> _What is expected_
Looking through the material below, say how many lines contain the string "black" and add nothing more.

++++++

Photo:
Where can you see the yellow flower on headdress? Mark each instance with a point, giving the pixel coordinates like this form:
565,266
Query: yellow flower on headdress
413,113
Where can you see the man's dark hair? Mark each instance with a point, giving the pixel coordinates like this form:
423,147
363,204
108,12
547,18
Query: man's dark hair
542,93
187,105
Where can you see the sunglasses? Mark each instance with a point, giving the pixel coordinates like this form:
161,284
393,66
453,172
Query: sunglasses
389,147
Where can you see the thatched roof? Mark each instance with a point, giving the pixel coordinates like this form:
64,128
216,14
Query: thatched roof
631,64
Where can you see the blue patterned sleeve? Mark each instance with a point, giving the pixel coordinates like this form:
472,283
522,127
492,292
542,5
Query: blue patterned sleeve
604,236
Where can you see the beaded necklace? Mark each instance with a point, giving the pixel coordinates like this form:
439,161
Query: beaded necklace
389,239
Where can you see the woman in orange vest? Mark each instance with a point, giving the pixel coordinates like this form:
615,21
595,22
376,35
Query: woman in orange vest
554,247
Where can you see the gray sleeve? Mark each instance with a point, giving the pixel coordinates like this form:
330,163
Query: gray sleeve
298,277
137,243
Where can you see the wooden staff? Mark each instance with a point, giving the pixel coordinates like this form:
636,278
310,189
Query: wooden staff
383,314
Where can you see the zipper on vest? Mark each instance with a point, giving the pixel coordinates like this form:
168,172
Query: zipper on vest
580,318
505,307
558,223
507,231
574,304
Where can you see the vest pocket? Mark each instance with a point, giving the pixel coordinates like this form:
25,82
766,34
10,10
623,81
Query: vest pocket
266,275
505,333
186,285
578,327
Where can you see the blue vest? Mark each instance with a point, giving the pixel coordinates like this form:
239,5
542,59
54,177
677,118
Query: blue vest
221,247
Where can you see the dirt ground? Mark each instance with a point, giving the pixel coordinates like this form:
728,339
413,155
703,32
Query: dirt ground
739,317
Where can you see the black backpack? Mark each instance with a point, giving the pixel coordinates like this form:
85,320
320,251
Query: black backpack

++++++

> _Answer for the task_
2